§ **What the task requires**:
Reproduce every row below word for word, line by line, without changing anything.
#####
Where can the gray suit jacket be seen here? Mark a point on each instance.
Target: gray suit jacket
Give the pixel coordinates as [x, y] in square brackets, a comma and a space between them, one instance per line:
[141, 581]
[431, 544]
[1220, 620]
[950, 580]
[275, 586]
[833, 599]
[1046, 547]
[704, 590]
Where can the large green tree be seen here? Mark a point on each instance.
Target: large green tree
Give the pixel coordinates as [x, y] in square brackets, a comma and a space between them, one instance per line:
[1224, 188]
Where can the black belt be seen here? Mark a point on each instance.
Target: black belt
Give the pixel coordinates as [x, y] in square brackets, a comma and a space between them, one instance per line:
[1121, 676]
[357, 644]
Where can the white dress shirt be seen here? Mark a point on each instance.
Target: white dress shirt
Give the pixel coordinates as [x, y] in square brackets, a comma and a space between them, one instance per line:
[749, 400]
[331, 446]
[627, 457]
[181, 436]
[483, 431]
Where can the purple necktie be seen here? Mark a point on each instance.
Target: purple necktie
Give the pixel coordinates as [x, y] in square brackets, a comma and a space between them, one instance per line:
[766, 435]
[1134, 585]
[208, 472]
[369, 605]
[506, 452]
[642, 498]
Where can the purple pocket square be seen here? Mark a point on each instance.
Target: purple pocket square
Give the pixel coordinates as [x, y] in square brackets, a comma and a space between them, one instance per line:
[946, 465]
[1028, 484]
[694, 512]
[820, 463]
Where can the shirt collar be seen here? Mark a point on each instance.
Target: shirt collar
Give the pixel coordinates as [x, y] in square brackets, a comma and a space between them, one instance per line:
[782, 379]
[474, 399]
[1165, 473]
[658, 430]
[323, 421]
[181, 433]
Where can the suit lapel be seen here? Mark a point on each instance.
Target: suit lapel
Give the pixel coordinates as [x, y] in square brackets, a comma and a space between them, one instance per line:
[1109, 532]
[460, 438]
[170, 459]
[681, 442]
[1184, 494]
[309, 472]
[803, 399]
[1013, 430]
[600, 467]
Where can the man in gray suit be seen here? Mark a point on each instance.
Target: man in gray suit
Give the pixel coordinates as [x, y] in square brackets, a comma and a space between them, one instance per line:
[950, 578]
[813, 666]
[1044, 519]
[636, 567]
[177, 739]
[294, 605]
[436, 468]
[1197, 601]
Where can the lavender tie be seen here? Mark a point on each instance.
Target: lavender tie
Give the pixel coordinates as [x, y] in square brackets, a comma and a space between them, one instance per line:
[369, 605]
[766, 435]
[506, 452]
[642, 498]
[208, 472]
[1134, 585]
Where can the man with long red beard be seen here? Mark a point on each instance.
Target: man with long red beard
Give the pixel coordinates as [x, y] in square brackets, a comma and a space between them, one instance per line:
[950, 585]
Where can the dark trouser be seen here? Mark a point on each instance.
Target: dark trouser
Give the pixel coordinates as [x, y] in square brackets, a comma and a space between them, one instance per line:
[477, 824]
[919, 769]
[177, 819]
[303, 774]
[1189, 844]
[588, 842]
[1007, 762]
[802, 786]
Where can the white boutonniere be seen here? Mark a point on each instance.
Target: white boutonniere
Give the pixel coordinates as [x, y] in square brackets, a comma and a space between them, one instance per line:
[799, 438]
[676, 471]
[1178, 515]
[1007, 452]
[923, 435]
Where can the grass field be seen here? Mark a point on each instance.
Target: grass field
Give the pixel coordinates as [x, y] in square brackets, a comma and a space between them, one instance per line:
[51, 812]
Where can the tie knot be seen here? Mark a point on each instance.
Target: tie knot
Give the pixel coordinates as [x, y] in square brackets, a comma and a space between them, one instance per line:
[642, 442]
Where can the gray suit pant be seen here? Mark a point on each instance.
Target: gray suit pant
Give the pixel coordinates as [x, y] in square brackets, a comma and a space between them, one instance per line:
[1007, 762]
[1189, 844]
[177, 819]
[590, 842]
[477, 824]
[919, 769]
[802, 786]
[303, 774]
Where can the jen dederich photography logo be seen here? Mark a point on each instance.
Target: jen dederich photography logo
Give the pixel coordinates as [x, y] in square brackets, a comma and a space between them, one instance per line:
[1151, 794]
#####
§ **Exercise result**:
Where can the gray suit jacket be seen here? Mark a point on each instance.
Target: gray suit jacket
Give the pixel coordinates as [x, y] in square brackets, a comma and a space between them, one instance per line:
[141, 581]
[431, 544]
[1220, 620]
[950, 580]
[275, 586]
[833, 599]
[1046, 547]
[704, 590]
Where can the large green tree be seen here? Mark a point on each instance.
Target: large green tree
Give the pixel coordinates as [x, y] in square brackets, a comma and a space between them, one instance per line:
[1224, 188]
Where can the black belt be seen here? Mark a point on each instance.
Target: black belt
Give the pixel coordinates as [x, y] in square brackets, a comma and a space between them, one instance per line:
[1121, 676]
[357, 644]
Where can the white dress shirt be seen here? Mark a point on each instance.
Target: white dress shirt
Give the pixel coordinates as [x, y] in square brackets, a comma and a space between them, one instance per line:
[749, 400]
[331, 446]
[627, 457]
[181, 436]
[483, 431]
Where can the purple necktie be seen here? Mark a point on each instance.
Target: purple necktie
Give the pixel coordinates as [x, y] in square brackets, a comma and a space between them, one instance per line:
[766, 435]
[1134, 585]
[208, 472]
[369, 605]
[506, 452]
[642, 498]
Where can the purple pocket square be seen here? Mark a point on each instance.
Target: purple pocket square
Give the pixel coordinates as [x, y] in square brackets, a comma and a space between them, one instance per line:
[946, 465]
[1028, 484]
[694, 512]
[820, 463]
Where can the shirt collar be seen here? Mark a point on each instance.
Target: shirt collar
Give the pixel coordinates as [x, y] in square brackets, a comma and a space between them, one instance per line:
[782, 379]
[474, 399]
[1165, 473]
[658, 430]
[323, 421]
[181, 433]
Where can the suit lapel be seen here? Mark a point on each instance.
Target: suit lapel
Give the pixel coordinates as [x, y] in square brackets, a comma and a space between them, one instance per line:
[1109, 532]
[460, 438]
[170, 459]
[681, 442]
[1184, 494]
[309, 472]
[803, 399]
[1013, 430]
[600, 467]
Where can the man in gray suit be seen here? Mark a point on each instance.
Target: man in gray suit
Give the pixel coordinates as [x, y] in square brackets, a comma and a space between them, one instance per line:
[950, 578]
[813, 666]
[1044, 519]
[636, 567]
[177, 739]
[294, 605]
[436, 468]
[1197, 601]
Where can the lavender tie be seen here? Mark a point on each instance.
Target: lavender tie
Give the pixel coordinates as [x, y] in square brackets, a comma and a space between them, one instance per line:
[369, 605]
[766, 435]
[506, 452]
[642, 498]
[208, 472]
[1134, 585]
Where can the man with long red beard be seen here? Mark a point on each instance.
Target: man with long red beard
Give the pixel coordinates as [x, y] in square brackets, a comma and a space between them, one instance per line:
[950, 585]
Where can the dark trouser be seen here? Mark a point on each instance.
Target: dark trouser
Give the pixel coordinates as [x, y] in square brackets, a comma and a space between them, one instance per line:
[477, 824]
[919, 769]
[177, 819]
[303, 774]
[1189, 844]
[588, 842]
[1007, 762]
[802, 786]
Where can the white boutonniere be seen here? Mark a point on each instance.
Target: white boutonniere
Give the pixel coordinates as [x, y] in square brackets, a comma and a space between them, one instance per line:
[799, 438]
[676, 471]
[1178, 515]
[1007, 452]
[923, 435]
Where can the grass field be seen here? Mark a point on each instance.
Target: grass field
Give the pixel coordinates as [x, y] in square brackets, a comma and a space between them, one instance per line:
[51, 812]
Where can the tie knot be seen here? Mark a point on each instance.
Target: tie knot
Give the pixel coordinates as [x, y] in square brackets, a comma and a space between them, one instance per line:
[642, 442]
Where can the gray suit pant be seen here? Mark a point on each instance.
Target: gray suit pant
Give the pixel coordinates as [x, y] in square brackets, a comma and a space between them, one instance per line:
[1007, 762]
[1189, 844]
[177, 819]
[590, 842]
[477, 824]
[919, 769]
[802, 786]
[303, 774]
Where can the jen dederich photography logo be seen here? Mark a point on each instance.
Target: jen dederich photography logo
Give the pixel coordinates as [x, y] in square brackets, a comma and a space between them, one instance per line:
[1151, 794]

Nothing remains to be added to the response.